Problem statement:
Copy the whole listing below line for line, without changing anything, and leave the pictures out of your answer.

Input data:
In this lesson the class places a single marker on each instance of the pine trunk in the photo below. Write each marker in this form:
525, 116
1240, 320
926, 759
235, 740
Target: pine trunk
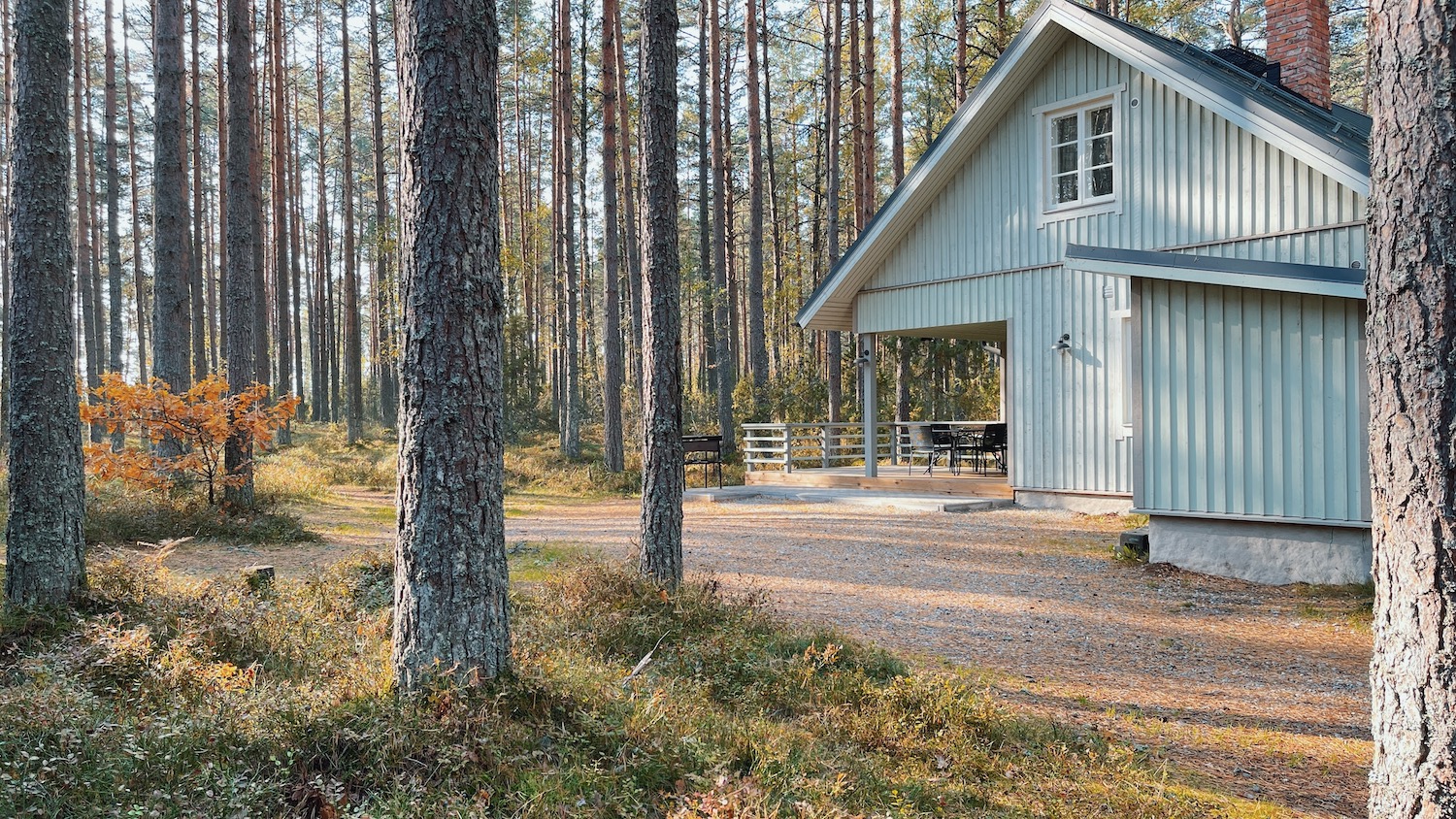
450, 577
282, 241
661, 320
612, 273
172, 322
384, 364
46, 548
757, 343
139, 279
200, 261
83, 209
716, 90
835, 352
352, 329
1411, 348
571, 364
114, 311
244, 217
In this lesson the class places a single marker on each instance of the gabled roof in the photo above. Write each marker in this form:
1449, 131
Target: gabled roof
1284, 277
1333, 142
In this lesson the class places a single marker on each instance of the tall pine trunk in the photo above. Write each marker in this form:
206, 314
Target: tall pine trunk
244, 223
282, 239
757, 343
1411, 346
450, 577
352, 329
139, 278
84, 274
116, 343
46, 548
386, 378
661, 316
571, 363
200, 261
172, 320
835, 352
612, 273
716, 105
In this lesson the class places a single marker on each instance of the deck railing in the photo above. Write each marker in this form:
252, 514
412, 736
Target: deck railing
823, 445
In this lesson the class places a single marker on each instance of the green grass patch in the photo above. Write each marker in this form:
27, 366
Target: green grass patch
118, 515
206, 699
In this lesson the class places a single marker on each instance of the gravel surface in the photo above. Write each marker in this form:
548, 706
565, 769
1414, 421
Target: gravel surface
1246, 690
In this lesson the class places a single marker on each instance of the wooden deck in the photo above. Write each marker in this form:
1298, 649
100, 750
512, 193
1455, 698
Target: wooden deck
891, 478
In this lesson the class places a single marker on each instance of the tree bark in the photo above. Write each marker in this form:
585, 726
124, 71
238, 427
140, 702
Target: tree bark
629, 186
1412, 408
200, 259
113, 210
46, 548
281, 236
571, 364
244, 217
612, 270
172, 322
139, 278
386, 361
450, 576
835, 352
708, 372
663, 423
716, 90
319, 311
352, 329
757, 343
90, 344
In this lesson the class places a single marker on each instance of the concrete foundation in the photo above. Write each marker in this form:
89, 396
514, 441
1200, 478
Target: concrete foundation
1076, 502
1263, 551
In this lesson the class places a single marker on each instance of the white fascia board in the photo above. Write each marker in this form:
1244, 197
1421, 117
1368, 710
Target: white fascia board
1248, 114
1222, 278
922, 180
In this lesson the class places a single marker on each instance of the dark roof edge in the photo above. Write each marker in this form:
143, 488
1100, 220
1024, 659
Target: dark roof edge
1219, 264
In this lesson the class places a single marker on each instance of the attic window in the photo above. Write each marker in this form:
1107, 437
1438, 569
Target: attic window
1079, 156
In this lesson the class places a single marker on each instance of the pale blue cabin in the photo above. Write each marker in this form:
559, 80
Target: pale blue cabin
1199, 233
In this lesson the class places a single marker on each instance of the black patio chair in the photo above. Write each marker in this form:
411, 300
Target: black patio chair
931, 443
989, 448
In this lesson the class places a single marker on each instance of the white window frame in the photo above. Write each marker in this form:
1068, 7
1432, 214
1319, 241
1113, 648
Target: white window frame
1085, 206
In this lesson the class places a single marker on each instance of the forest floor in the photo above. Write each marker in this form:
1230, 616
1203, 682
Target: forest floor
1251, 691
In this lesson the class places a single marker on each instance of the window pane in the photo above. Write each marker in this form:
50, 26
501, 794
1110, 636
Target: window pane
1066, 159
1065, 130
1068, 188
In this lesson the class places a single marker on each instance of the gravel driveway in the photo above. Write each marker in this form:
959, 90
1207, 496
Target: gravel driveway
1246, 690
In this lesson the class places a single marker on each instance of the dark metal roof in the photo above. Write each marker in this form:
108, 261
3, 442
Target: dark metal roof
1342, 130
1219, 264
1342, 127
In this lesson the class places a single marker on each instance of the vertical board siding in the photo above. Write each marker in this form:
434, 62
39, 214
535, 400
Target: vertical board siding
1246, 396
1185, 177
1252, 404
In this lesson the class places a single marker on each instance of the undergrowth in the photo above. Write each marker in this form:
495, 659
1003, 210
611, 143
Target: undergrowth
204, 699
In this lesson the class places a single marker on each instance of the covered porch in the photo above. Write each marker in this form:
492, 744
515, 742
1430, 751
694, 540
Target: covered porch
833, 455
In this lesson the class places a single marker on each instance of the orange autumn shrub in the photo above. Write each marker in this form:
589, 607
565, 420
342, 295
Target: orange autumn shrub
201, 419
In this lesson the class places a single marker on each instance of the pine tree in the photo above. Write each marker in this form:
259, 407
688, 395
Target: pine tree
46, 548
450, 582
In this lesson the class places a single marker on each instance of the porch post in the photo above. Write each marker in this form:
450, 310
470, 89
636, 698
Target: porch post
868, 383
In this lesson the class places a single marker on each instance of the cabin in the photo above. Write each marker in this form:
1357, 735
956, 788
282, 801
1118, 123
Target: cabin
1168, 246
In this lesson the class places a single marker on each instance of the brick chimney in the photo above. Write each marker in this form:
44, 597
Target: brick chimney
1299, 41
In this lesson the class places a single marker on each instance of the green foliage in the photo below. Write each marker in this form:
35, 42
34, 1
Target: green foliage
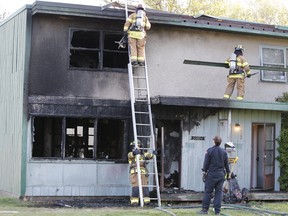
283, 159
284, 98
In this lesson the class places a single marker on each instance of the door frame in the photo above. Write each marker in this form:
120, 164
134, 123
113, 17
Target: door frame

Response to this exercise:
In this lesson the class places a single marker on each instance of the pine trunk in the photo below. Write each marker in this form:
525, 116
1240, 320
926, 759
235, 740
Target: pine trunk
450, 577
282, 241
661, 320
612, 273
172, 322
384, 364
46, 548
757, 343
139, 279
200, 261
83, 209
716, 90
835, 352
352, 329
1411, 348
571, 364
114, 311
244, 217
In this lesson the class places a single marker on each instance of the gabled roof in the photo above. Write each marker in this form:
1449, 131
Target: gabled roof
1284, 277
1333, 142
In this lesson the class places a single marker on each instance of the tall pine trunk in the photo above. Write each marker in this form:
206, 314
Target: tall pine trunk
244, 223
282, 239
757, 343
1411, 346
450, 577
352, 329
139, 278
84, 274
116, 343
46, 548
386, 378
661, 316
571, 363
200, 261
172, 320
835, 352
612, 273
716, 105
In this lesson the class places a single marker on each instance of the deck railing in the photo above. Write each marker in this form:
252, 514
412, 736
Target: deck railing
823, 445
In this lesson the class places a single marker on each instance of the green grass patch in the photo above. Write each marker in this form:
27, 366
Target: green grass patch
118, 515
206, 699
In this lesson the class places a single marker on each instance of the gravel surface in the photo above. Write each marker in this form:
548, 706
565, 769
1414, 421
Target: gravel surface
1246, 690
In this lesson the class places a single marker on each instance of the wooden deck in the photo above. Write each marker in this form:
1298, 649
100, 750
512, 193
1455, 698
Target: wooden deck
891, 478
In this lesson the class places a single marker on each instance of the tree bark in the photo above. Write each marker in this form:
585, 726
124, 71
238, 427
140, 702
Target: tree bark
629, 186
1412, 408
200, 259
113, 210
46, 548
281, 236
571, 364
244, 217
612, 270
172, 322
139, 278
386, 361
450, 576
835, 352
708, 372
663, 423
716, 90
319, 311
352, 329
757, 343
90, 344
In this lesson the class places a single marker on each instance of the concrete foundation in the photo above. Write each marker in this form:
89, 396
514, 441
1200, 478
Target: concrete foundation
1076, 502
1263, 551
In this lesson the class places a single marker on each instance of the white fascia board in the photo above. Write each marker in this form:
1244, 197
1421, 117
1368, 710
Target: white fascia board
1248, 114
1222, 278
922, 180
In this lesson the class places a single marker on each instance of the dark roof edge in the photo above. Write each marker in this form:
143, 488
1100, 220
1024, 659
Target: dark roof edge
1219, 264
In this lesson the class places a single marker on each instance of the attic window in the photo above. Write each marker in this form:
1107, 437
1438, 569
Target: attic window
1079, 156
In this lesson the class places a single marker on each instance of the pale blue cabin in the photo above. Write each marker in this form:
559, 80
Target: pale blue cabin
1199, 233
In this lesson the class places a single marker on each instance of the black patio chair in the photo above. Write each marker in this form:
411, 300
Target: black patio chair
931, 443
989, 448
In this lesson the class places a single marker on each instance of the white window frame in the photo above. Write each marker in this form:
1068, 7
1432, 214
1319, 241
1113, 648
Target: white window frame
1085, 206
In this lesson the class places a single marker on each instance of the forest floor in the photo above. Write each marker in this form:
1230, 616
1203, 682
Target: forest floor
1251, 691
In this lesson the class places a single marker on each instance of the window pane in the photo above. Write each marker in this form:
50, 26
501, 794
1110, 636
Target: window pane
1066, 159
1065, 130
1068, 188
In this lesson the class places a single marker on each instance of the gravel driveway in the photo above. Write each marker in this form:
959, 90
1207, 496
Target: gravel driveway
1246, 690
In this lesson the class places a single marker on each instance of the dark metal roof in the photo above. Write each marker in this form:
108, 261
3, 442
Target: dark metal roof
1342, 130
1219, 264
1342, 127
In this lesson the class places a single marker on each instance of the vertical board siding in the photo above. Write each marker in this form:
434, 62
39, 214
535, 400
Target: vertical board siding
1246, 396
1185, 177
1252, 404
In this lesson the class places a single marker on each instance of the undergrowth in the photo above. Write each marker in this form:
495, 659
1003, 210
611, 143
Target: undergrowth
204, 699
In this lesson the class places a single marker on each instance of the covered porch in the photo above. Write each marker in this form:
492, 744
515, 742
1430, 751
694, 540
Target: covered porch
833, 455
In this lesson the class places a single marker on each instance of the orange autumn shrub in the photo above. Write each marker in this form:
589, 607
565, 420
342, 295
Target: orange autumn shrub
201, 419
In this lesson the class places a single marker on each instance of the pine tree in the photo above. Write each marker in this form:
259, 407
688, 395
Target: pine tree
46, 548
450, 582
In this lesson the class places a single marker on each instance of the porch post in the photo above. Write each marker in this form:
450, 310
470, 89
636, 698
Target: porch post
868, 383
In this lesson the class places a single marker on each instance of the cabin in the photo above. Write each marker in this form:
1357, 735
956, 788
282, 801
1118, 123
Target: cabin
1168, 246
In this lesson the class places a single marker on each instance of the brick chimney in the photo above. Write each marker in this form:
44, 597
Target: brick chimney
1299, 41
In this lesson the class places a single marker on each instance of the green foliage in the photo below. Write each marker in this form:
35, 42
34, 1
Target: green foliage
283, 159
284, 98
In this lesson the class places a single marker on each instance of the door frame in the photo above. Write each marker in this form:
120, 164
134, 123
113, 17
Target: door frame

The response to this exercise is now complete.